┌──

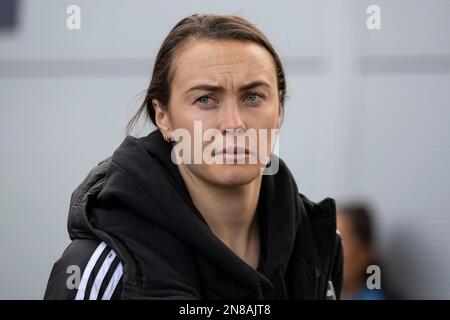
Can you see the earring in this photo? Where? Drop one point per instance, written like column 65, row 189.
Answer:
column 168, row 138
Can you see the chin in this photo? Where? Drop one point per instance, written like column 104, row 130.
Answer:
column 234, row 174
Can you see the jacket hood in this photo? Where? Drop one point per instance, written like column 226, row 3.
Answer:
column 137, row 202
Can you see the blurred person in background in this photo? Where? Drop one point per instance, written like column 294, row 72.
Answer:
column 354, row 222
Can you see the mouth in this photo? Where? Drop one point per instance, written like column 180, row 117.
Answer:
column 233, row 151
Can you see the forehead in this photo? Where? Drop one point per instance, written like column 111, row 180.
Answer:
column 222, row 60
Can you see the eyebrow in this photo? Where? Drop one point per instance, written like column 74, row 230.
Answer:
column 208, row 87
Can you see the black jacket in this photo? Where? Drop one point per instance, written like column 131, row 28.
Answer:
column 136, row 234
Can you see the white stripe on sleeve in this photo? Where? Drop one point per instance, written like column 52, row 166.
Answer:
column 101, row 275
column 88, row 270
column 113, row 282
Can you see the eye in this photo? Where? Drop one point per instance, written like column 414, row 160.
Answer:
column 205, row 101
column 254, row 98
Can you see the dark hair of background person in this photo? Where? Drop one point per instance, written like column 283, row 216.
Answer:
column 360, row 217
column 215, row 27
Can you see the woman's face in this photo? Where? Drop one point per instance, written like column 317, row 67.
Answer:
column 224, row 84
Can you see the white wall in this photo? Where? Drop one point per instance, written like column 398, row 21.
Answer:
column 367, row 116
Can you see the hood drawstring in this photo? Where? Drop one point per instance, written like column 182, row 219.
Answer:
column 259, row 295
column 282, row 283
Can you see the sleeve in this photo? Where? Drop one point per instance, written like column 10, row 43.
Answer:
column 87, row 270
column 337, row 275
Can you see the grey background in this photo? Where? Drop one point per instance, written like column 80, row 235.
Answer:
column 367, row 118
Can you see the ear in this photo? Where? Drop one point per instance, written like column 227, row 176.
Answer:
column 162, row 119
column 280, row 115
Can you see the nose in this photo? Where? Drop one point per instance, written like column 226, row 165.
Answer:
column 231, row 119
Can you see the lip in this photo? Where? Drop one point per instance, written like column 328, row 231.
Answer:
column 233, row 151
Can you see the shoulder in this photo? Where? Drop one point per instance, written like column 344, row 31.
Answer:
column 87, row 270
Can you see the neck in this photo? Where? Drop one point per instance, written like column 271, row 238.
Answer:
column 230, row 212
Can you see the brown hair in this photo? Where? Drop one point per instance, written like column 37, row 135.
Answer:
column 219, row 27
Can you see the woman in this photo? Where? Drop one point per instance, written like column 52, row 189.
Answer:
column 149, row 223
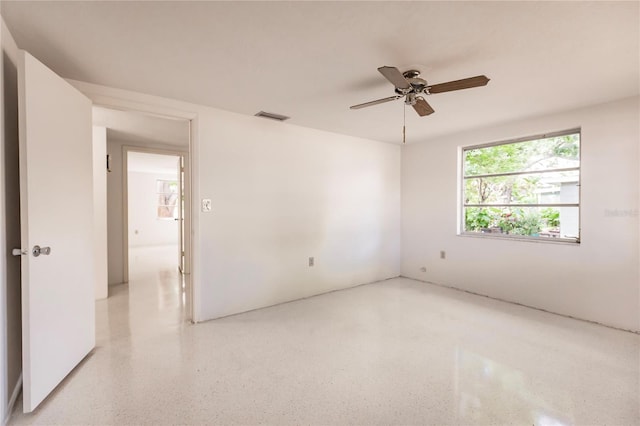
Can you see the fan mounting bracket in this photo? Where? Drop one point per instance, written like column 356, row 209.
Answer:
column 411, row 74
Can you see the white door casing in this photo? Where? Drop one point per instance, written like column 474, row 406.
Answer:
column 56, row 201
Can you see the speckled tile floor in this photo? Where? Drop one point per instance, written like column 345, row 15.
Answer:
column 394, row 352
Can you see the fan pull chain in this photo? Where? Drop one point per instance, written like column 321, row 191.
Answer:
column 404, row 124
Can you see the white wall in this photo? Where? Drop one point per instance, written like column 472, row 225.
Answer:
column 281, row 193
column 145, row 229
column 100, row 210
column 10, row 290
column 597, row 280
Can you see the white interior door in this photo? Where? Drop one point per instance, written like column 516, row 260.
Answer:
column 56, row 202
column 180, row 206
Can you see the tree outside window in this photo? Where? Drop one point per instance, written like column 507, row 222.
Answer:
column 527, row 188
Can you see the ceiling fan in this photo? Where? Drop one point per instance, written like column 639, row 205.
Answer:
column 410, row 86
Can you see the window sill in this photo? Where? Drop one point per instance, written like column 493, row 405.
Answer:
column 506, row 237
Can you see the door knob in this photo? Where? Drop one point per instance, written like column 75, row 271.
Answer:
column 37, row 251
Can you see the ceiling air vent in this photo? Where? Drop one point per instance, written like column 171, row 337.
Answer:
column 272, row 116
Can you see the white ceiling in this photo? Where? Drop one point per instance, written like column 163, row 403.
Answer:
column 312, row 60
column 152, row 163
column 136, row 127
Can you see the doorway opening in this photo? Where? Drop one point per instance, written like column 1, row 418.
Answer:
column 148, row 207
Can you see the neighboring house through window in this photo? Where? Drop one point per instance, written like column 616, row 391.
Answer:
column 528, row 188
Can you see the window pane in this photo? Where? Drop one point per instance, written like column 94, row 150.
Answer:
column 539, row 154
column 543, row 222
column 537, row 188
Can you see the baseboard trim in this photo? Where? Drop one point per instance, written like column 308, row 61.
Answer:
column 13, row 399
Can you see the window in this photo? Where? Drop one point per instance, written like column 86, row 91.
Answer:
column 528, row 188
column 167, row 191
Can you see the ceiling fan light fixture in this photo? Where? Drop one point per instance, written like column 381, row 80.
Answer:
column 272, row 116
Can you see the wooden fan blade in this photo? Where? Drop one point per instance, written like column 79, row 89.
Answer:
column 422, row 107
column 395, row 77
column 376, row 102
column 465, row 83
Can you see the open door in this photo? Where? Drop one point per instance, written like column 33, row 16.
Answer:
column 56, row 203
column 181, row 244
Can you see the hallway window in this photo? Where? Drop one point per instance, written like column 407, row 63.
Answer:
column 167, row 191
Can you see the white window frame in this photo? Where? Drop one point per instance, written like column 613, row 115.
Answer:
column 158, row 205
column 463, row 205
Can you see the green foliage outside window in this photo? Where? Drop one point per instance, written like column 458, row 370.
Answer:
column 499, row 178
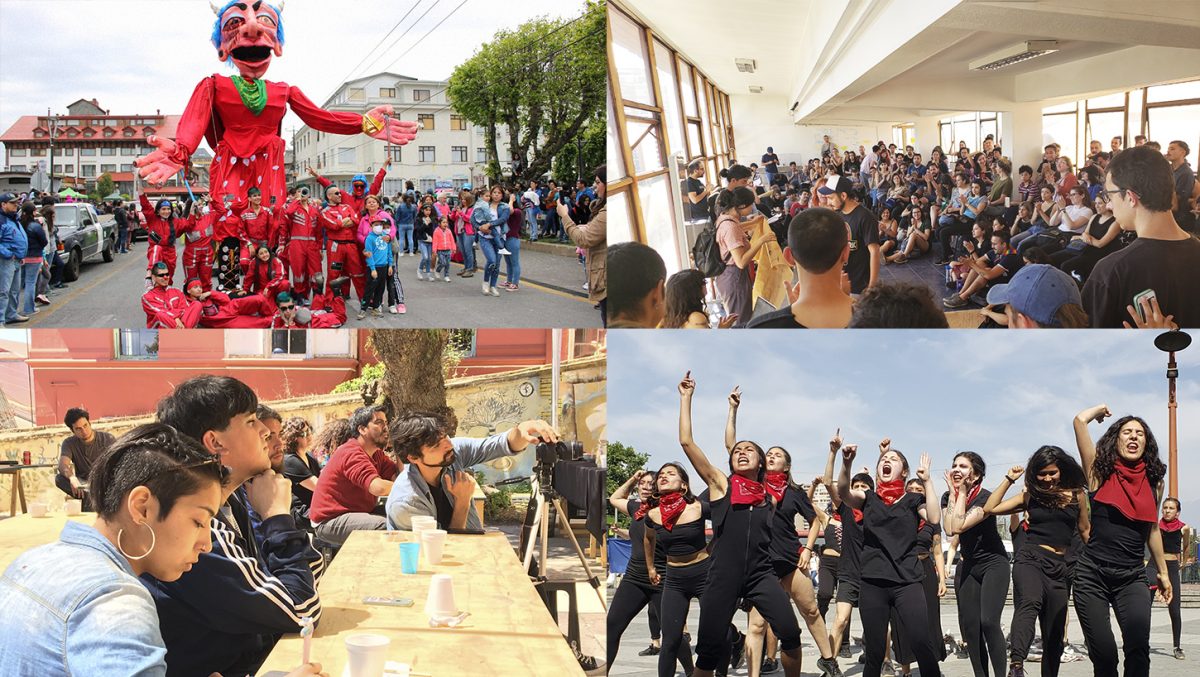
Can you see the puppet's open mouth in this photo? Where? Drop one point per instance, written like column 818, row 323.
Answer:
column 252, row 54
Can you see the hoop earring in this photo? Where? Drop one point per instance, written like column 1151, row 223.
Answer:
column 149, row 550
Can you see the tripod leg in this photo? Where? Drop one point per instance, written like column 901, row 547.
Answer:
column 583, row 559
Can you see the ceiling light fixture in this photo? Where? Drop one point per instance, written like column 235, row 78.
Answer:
column 1014, row 54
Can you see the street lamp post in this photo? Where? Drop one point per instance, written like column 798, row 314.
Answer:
column 1171, row 342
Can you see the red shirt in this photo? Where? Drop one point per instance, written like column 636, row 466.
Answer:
column 345, row 483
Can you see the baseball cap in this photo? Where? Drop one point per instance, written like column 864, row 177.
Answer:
column 835, row 184
column 1037, row 292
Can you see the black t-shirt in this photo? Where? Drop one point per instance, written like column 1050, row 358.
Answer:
column 783, row 318
column 1116, row 540
column 851, row 544
column 442, row 502
column 889, row 539
column 785, row 543
column 864, row 231
column 693, row 211
column 981, row 545
column 1171, row 268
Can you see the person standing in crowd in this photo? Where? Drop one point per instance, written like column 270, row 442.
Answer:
column 360, row 473
column 1054, row 497
column 593, row 237
column 78, row 454
column 636, row 592
column 1164, row 258
column 981, row 581
column 863, row 263
column 240, row 597
column 1176, row 549
column 437, row 481
column 13, row 245
column 1125, row 475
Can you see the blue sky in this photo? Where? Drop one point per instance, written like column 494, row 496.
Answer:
column 1002, row 394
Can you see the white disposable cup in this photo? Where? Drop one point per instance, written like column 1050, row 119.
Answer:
column 367, row 654
column 432, row 545
column 441, row 601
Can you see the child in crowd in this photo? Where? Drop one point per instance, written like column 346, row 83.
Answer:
column 377, row 252
column 443, row 247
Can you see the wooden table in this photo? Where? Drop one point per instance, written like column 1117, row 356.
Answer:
column 18, row 489
column 24, row 532
column 509, row 630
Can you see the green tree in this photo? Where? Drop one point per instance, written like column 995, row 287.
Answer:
column 545, row 81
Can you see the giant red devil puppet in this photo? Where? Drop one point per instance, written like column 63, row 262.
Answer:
column 240, row 115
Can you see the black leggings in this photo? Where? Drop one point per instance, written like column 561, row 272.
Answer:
column 900, row 645
column 827, row 582
column 630, row 599
column 1039, row 591
column 876, row 603
column 981, row 593
column 679, row 587
column 719, row 603
column 1123, row 589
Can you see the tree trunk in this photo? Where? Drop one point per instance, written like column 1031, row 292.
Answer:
column 413, row 378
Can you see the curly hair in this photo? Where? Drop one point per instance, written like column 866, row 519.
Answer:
column 1107, row 455
column 293, row 430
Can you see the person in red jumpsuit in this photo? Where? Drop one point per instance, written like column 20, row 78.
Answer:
column 167, row 306
column 162, row 228
column 221, row 311
column 265, row 274
column 300, row 237
column 198, row 245
column 323, row 315
column 345, row 259
column 240, row 115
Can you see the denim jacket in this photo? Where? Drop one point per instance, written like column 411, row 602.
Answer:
column 76, row 607
column 411, row 493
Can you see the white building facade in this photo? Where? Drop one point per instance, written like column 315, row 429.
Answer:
column 448, row 153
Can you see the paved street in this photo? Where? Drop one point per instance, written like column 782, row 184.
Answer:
column 108, row 294
column 1163, row 664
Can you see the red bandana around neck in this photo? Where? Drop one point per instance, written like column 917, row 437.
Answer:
column 1173, row 526
column 671, row 505
column 777, row 484
column 1128, row 490
column 745, row 491
column 889, row 491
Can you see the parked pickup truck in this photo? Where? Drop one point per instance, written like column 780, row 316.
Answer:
column 85, row 237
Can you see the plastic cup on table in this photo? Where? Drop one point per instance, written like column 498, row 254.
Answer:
column 367, row 654
column 408, row 555
column 433, row 544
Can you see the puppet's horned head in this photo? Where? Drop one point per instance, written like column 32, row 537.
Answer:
column 247, row 34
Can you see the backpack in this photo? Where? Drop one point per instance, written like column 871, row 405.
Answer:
column 706, row 253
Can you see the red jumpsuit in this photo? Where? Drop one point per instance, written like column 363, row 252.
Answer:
column 220, row 311
column 198, row 250
column 247, row 149
column 161, row 240
column 165, row 305
column 267, row 277
column 325, row 315
column 300, row 235
column 345, row 256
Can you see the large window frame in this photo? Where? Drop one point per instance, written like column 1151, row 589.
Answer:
column 694, row 108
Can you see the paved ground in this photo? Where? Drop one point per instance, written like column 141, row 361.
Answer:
column 108, row 294
column 637, row 637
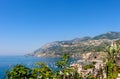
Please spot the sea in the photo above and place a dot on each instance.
(8, 62)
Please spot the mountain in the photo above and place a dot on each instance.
(77, 46)
(109, 35)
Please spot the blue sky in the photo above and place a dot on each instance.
(26, 25)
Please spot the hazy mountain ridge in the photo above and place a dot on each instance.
(77, 46)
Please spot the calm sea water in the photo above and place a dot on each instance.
(7, 62)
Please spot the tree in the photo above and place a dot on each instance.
(18, 72)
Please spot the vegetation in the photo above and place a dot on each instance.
(42, 71)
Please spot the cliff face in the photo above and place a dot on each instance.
(77, 46)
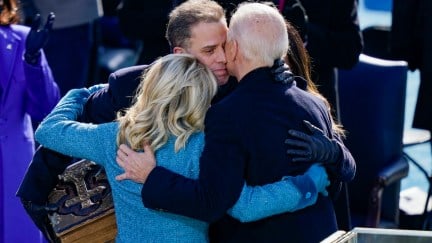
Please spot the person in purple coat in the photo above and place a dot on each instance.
(28, 93)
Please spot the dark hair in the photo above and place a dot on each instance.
(9, 12)
(189, 14)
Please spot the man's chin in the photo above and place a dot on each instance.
(221, 80)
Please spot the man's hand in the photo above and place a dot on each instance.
(316, 147)
(137, 165)
(37, 38)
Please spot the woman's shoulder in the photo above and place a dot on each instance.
(20, 30)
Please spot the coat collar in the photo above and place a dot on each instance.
(9, 46)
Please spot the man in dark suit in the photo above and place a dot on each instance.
(244, 142)
(205, 44)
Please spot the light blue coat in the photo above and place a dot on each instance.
(28, 93)
(60, 132)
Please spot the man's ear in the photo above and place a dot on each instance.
(177, 50)
(232, 51)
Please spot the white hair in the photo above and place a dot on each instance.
(260, 31)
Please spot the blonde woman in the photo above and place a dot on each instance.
(167, 116)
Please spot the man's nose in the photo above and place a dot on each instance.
(220, 56)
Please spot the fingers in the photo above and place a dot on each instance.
(50, 21)
(299, 135)
(121, 155)
(148, 149)
(121, 177)
(36, 22)
(311, 127)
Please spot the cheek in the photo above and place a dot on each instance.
(206, 60)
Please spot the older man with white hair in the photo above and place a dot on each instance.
(244, 142)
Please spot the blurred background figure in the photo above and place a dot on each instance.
(331, 32)
(27, 92)
(71, 50)
(410, 40)
(146, 21)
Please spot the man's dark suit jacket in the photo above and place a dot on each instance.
(244, 142)
(102, 106)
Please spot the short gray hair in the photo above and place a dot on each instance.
(260, 31)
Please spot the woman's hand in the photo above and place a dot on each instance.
(137, 165)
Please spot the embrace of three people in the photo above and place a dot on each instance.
(201, 152)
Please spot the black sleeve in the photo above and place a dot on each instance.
(103, 105)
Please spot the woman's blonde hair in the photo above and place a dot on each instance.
(172, 99)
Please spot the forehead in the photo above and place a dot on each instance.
(206, 34)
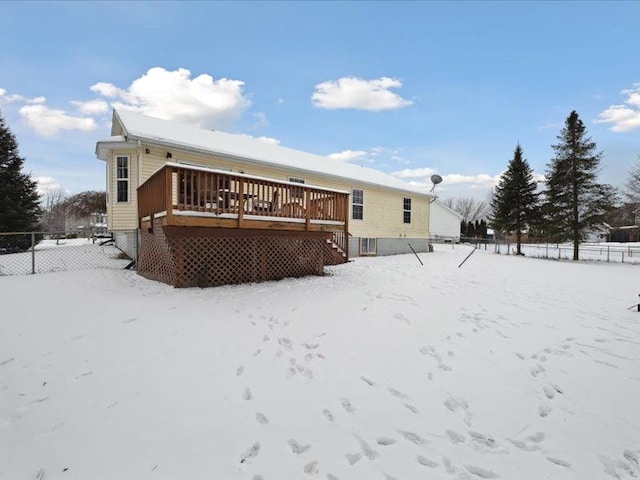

└──

• PROBLEM TO WORK ON
Return only the stretch above from the line containing "Can you see the woman in" through the line containing "Can you see the ceiling air", word for word and without pictures.

• EXERCISE ANSWER
Can you see the woman in this photo? Where? Drop one point per instance, written like column 52, row 189.
Answer:
column 149, row 223
Can you see the fan mounting bracket in this photo? Where? Drop one point per instance, written like column 356, row 209.
Answer:
column 411, row 74
Can you see the white door casing in this photo? Where? Drop one point per instance, written like column 474, row 406.
Answer:
column 56, row 201
Can you see the speckled tile floor in this photo? Where? Drop one point per instance, written like column 345, row 15.
Answer:
column 394, row 352
Can you see the fan pull chain in this photo? Where? Drop one point per instance, written like column 321, row 191.
Answer:
column 404, row 124
Can you see the white wall in this photo? Where? Drop one point per instance, written like column 472, row 225.
Answer:
column 281, row 193
column 145, row 229
column 100, row 210
column 10, row 290
column 597, row 280
Can you see the white interior door in this photo? Where? Drop one point per instance, written like column 516, row 260.
Answer:
column 56, row 202
column 180, row 206
Can you see the tree outside window in this photo? Where? Drop one point per instance, written like column 507, row 222.
Answer:
column 527, row 188
Can you see the ceiling fan in this photo? Where? Drop one point per instance, written like column 639, row 205.
Answer:
column 410, row 86
Can you see the window sill in this photo? Where? Drop one point per instance, written like column 493, row 405.
Answer:
column 506, row 237
Can you see the door knob in this photo? Where? Drop one point per instance, written like column 75, row 271.
Answer:
column 37, row 251
Can you see the ceiling air vent in this photo? Where? Drop one point per instance, written like column 171, row 337.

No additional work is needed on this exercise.